TEXTE SOURCE:
▶

14 octobre 2019 à 18h00 salle Pierrotet | M. Stelian TANASE. Journaliste & écrivain. Ancien professeur à la Faculté des Sciences Politiques de l’Université de Bucarest.. |
Résumé
Panaït Istrati, « Le Gorki des Balkans » comme Romain Rolland l’a appelé, est aujourd’hui relativement oublié. Il y a environ 100 ans, il était une figure de taille européenne, tout d’abord en tant qu’écrivain à succès, avec plusieurs romans publiés en France, ensuite en tant qu’activiste de causes politico-idéologiques et fournisseur de rumeurs liées à celles-ci, amplement reproduites dans la presse de l’époque.
Le matériel sur la vie et l’œuvre de Panaït Istrati est relativement pauvre ; ni les maisons d’édition, ni les instituts de spécialité ne se préoccupent de la recherche de ses activités. Les archives roumaines ont conservé jusqu’à ce jour des dossiers contenant des milliers de pages dédiées à Panaït Istrati. La plupart provient des archives de la Siguranta (Sûreté) – la police secrète de l’État roumain durant l’entre-deux-guerres. Elles ont un contenu riche de rapports de ses agents, de notes des informateurs, de correspondance, de rapports des ambassadeurs roumains dans les États où Istrati est allé (notamment la France) de morceaux des journaux, etc. L’abondance du matériel est le résultat du fait que le service de la Siguranta a surveillé de près ses activités pendant 15 ans. En revanche, le matériel ne contient pas les informations de nature littéraire, ni celles recueillies par la propagande du Komintern, en Roumanie et en Europe. En 1917, lorsqu’il était dans une clinique en Suisse, Panaït Istrati s’est déclaré bolchévique, soutenant la révolution prolétaire mondiale dans la publication « La Feuille ». À partir de ce jour d’octobre 1917, il a publié des centaines d’articles, déclarations d’adhésions et entretiens, il a tenu des discours enthousiastes sur la patrie du communisme – l’URSS. Il était également un critique de la bourgeoisie, des régimes de la démocratie libérale et du capitalisme en Europe et, surtout, en Roumanie.
Naturellement, il est porté à l’attention de la Siguranta. En même temps, l’URSS était le principal adversaire de l’État roumain. Le Kremlin considérait la Roumanie comme un état multinational et agissait en vue de son démembrement. Istrati était connu à Bucarest comme l’homme de Moscou.
À la fin des années 20 (octobre 1927) il entreprend un long voyage en URSS. C’est le carrefour de sa vie. Au départ, il est un bolchévique enthousiaste, heureux d’avoir l’occasion d’aller dans la patrie des soviets. Il revient après avoir observé que la réalité était très différente de la propagande. Il se sent trompé. À son retour à Paris, il écrit « Après seize mois en URSS » où il témoigne sincèrement de ses expériences dans ce pays et les raisons pour lesquelles il a renoncé au bolchevisme.

◀

ÉNONCÉ DU PROBLÈME 1: D'après le résumé sur Panaït Istrati, pendant combien de temps la Siguranta a-t-elle surveillé ses activités ?
Le texte et les enregistrements n'ont aucun lien entre eux.

(Enregistrements de données)
▶

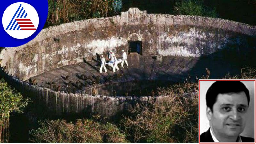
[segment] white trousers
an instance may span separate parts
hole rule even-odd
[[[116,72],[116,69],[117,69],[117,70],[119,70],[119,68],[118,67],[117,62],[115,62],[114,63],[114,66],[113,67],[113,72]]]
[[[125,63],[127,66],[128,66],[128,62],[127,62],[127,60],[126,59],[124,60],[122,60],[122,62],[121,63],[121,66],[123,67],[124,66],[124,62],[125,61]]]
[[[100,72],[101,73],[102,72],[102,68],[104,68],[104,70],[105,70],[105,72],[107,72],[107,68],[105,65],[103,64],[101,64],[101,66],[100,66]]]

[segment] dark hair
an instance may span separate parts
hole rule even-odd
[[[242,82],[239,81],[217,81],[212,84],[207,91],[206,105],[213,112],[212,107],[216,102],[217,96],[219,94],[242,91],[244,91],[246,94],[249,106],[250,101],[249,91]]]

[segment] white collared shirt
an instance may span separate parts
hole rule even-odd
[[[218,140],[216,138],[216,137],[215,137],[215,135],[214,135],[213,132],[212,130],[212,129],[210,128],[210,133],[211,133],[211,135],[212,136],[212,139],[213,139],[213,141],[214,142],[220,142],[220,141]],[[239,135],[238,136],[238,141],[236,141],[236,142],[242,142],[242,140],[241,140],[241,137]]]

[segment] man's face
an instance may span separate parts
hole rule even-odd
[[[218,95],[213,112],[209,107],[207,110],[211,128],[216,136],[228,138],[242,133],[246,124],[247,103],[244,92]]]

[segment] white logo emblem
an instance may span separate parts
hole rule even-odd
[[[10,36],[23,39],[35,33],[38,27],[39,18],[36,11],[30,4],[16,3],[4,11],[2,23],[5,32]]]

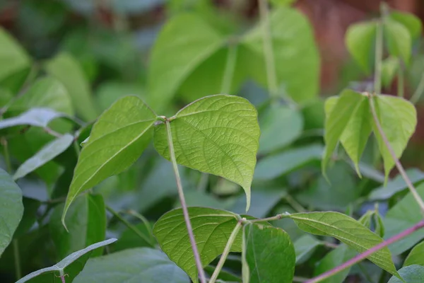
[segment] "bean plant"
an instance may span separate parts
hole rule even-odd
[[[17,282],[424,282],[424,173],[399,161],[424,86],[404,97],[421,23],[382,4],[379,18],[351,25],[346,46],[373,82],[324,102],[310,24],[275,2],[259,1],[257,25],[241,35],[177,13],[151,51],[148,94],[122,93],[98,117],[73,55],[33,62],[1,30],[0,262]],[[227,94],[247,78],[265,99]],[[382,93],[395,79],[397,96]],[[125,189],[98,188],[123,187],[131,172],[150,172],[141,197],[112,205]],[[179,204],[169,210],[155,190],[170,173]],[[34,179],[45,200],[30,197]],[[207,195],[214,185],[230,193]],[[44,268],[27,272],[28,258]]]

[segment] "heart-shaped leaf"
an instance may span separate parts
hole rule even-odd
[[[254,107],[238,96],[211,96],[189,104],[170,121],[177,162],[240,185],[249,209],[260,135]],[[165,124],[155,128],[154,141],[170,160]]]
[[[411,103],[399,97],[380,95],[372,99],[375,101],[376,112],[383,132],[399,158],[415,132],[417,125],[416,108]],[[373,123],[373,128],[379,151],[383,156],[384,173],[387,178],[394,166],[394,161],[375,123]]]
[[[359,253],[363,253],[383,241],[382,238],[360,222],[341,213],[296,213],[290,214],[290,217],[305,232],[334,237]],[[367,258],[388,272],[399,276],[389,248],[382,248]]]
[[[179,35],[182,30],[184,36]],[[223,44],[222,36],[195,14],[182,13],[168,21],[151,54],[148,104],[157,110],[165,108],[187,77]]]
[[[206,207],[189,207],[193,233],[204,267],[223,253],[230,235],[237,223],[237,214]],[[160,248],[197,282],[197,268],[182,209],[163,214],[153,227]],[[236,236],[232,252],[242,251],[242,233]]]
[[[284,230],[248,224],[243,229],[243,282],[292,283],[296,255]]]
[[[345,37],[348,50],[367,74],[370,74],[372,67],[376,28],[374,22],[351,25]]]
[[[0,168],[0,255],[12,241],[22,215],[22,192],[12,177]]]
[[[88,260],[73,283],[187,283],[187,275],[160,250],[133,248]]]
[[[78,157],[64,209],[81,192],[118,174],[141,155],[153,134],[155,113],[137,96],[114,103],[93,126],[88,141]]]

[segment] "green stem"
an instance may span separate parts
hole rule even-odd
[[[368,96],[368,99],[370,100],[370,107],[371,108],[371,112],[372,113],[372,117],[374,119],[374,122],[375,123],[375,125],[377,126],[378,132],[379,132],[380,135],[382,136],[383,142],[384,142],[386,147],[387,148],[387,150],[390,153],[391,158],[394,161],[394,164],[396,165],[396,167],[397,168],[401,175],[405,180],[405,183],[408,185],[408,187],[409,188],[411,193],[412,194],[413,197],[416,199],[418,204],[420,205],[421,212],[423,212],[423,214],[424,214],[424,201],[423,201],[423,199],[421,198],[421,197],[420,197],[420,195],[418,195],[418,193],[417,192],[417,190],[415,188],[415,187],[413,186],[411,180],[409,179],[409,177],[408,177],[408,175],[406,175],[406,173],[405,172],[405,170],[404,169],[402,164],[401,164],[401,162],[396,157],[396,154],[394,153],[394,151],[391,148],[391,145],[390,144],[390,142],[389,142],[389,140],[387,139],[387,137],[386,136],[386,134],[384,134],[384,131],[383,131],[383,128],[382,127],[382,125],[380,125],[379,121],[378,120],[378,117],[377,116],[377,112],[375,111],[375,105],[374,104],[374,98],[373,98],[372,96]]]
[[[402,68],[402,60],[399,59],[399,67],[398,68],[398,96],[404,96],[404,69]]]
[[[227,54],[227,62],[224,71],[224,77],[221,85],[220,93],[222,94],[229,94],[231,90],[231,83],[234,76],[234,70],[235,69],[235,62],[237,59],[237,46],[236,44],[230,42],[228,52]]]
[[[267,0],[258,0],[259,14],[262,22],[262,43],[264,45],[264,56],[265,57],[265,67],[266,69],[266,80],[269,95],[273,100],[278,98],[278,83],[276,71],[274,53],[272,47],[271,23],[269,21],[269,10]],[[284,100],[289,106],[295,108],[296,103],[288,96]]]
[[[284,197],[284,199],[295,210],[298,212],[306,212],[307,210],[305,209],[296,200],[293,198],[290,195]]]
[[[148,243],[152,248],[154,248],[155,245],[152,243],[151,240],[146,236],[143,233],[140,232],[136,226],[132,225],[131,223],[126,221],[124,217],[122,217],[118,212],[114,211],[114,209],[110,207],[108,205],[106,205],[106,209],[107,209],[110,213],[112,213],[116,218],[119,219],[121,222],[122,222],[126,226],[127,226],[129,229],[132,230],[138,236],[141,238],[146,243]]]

◀

ÉNONCÉ DU PROBLÈME 2: Indiquez seulement le nombre de lignes des enregistrements qui contiennent la chaîne « segment », en respectant la casse.

RÉSULTAT OBTENU 1: Pendant 15 ans.

RÉSULTAT OBTENU 2: 8